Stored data
--

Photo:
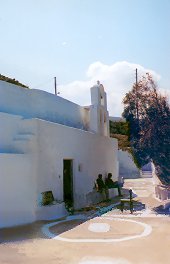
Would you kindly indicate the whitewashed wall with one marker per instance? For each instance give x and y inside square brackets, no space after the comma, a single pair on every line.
[32,153]
[32,103]
[95,153]
[17,189]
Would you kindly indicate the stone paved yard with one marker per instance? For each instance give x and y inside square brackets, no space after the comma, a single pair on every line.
[114,237]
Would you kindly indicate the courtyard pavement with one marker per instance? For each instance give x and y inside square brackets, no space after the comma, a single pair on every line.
[102,236]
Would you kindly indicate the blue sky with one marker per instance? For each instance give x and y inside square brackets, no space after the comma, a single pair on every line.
[81,40]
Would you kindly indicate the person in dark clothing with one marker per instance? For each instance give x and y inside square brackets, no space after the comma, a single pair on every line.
[111,184]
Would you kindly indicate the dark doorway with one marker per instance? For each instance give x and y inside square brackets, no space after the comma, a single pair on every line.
[68,182]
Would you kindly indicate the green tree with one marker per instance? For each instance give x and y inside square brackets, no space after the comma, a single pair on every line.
[148,114]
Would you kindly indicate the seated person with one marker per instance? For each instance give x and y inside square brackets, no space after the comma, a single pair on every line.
[111,184]
[100,183]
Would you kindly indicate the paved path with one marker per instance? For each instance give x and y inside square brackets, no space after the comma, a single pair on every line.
[112,238]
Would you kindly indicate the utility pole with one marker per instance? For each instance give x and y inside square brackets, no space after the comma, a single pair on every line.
[137,110]
[55,85]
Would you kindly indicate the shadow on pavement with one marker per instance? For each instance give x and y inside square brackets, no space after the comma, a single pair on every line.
[161,209]
[33,231]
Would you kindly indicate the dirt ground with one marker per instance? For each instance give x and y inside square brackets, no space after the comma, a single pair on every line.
[114,237]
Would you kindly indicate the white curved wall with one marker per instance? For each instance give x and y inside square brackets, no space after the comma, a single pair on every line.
[32,103]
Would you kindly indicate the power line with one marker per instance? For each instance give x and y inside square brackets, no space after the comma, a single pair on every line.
[42,84]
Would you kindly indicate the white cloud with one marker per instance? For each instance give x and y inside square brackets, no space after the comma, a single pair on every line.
[117,79]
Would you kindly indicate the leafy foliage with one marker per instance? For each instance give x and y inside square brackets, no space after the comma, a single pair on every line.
[120,131]
[148,114]
[13,81]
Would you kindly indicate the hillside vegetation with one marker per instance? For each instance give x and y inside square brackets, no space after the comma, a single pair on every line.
[13,81]
[120,131]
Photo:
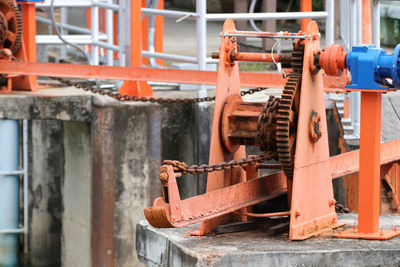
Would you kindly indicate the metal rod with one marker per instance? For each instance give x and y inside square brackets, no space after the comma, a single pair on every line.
[169,57]
[266,215]
[329,23]
[169,13]
[26,181]
[262,16]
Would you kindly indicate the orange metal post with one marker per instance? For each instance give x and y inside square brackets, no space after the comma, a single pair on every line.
[159,38]
[28,49]
[305,6]
[129,87]
[369,185]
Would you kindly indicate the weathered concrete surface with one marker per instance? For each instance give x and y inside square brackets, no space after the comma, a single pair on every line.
[76,192]
[171,247]
[45,198]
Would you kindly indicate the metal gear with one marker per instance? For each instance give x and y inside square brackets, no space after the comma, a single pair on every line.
[10,26]
[288,108]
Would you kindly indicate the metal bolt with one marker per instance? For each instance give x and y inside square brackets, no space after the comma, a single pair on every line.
[163,177]
[297,213]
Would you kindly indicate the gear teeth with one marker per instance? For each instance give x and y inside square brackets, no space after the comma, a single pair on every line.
[292,87]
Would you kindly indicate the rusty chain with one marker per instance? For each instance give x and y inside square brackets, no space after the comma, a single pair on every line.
[183,168]
[121,97]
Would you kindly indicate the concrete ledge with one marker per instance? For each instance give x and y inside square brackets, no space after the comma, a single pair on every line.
[170,247]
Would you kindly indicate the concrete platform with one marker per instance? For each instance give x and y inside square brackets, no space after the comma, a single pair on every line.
[171,247]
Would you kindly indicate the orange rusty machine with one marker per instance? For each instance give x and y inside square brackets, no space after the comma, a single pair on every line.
[291,129]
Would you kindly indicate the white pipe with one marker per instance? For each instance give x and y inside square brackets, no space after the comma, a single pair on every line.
[9,192]
[330,22]
[376,23]
[95,32]
[110,34]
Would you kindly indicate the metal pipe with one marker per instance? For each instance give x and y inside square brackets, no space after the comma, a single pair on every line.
[77,39]
[264,36]
[169,57]
[95,32]
[63,31]
[69,3]
[9,192]
[65,26]
[169,13]
[109,5]
[330,22]
[262,16]
[110,34]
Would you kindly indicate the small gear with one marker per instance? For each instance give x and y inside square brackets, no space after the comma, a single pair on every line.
[10,26]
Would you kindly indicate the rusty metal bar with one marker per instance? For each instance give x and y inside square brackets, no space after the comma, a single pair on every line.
[266,215]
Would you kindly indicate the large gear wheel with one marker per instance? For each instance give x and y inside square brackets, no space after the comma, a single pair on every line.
[10,26]
[288,109]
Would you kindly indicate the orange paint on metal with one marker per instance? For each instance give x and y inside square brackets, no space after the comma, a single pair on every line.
[312,183]
[305,6]
[159,34]
[172,211]
[136,88]
[257,57]
[228,84]
[27,52]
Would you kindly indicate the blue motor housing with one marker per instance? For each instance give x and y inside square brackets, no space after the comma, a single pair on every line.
[372,68]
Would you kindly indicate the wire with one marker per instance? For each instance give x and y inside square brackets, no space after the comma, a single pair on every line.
[251,10]
[53,22]
[278,65]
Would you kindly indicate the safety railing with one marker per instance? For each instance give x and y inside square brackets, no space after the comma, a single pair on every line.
[351,34]
[24,172]
[93,37]
[202,17]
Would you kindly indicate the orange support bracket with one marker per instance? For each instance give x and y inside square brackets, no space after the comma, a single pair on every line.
[136,88]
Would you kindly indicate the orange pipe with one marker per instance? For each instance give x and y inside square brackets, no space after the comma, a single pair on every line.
[258,57]
[305,6]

--

Exercise brief
Repeat only the stretch of lines starting at the one containing "Would you kindly indicate the large" and running to the final line of the entries above.

In response
Would you kindly indicate the large gear wheel with one marker per instance? For each instance give x and y inside square brackets, no space after the comma, a single pair on every line.
[10,26]
[288,109]
Would you kindly indicate the orange paint on metal with one marker per instance? For each instance give x and y inside square brackets, no space after the comma, a single pair on every line.
[312,183]
[305,6]
[159,34]
[172,211]
[136,88]
[257,57]
[228,84]
[27,52]
Would you kindly indicate the blue motor housing with one marker per instance? For each instance give x and y inside square brackets, no space after the comma, a single pair on every line.
[372,68]
Would you kindly indicate the wire with one marker per instance? For each instance give x and y inside square brackets, no space after the comma, a single pair on every line.
[251,10]
[53,22]
[278,65]
Would you kindly indicate the safety railing with one marker per instance? For each instance give x and y inside square brackets, no space after the comma, a single pair on every line.
[351,34]
[24,172]
[93,37]
[202,17]
Would you kindly indicate the orange support bracket with one marker per instance? For each instance give x and y inside square brackets, no space after the comma, a single pair on every line.
[136,88]
Would you kindly indicate the orange pipe with one marker per instance? For each instance give x and y inside square brackets, no space after the comma, a single pair on every line.
[258,57]
[305,6]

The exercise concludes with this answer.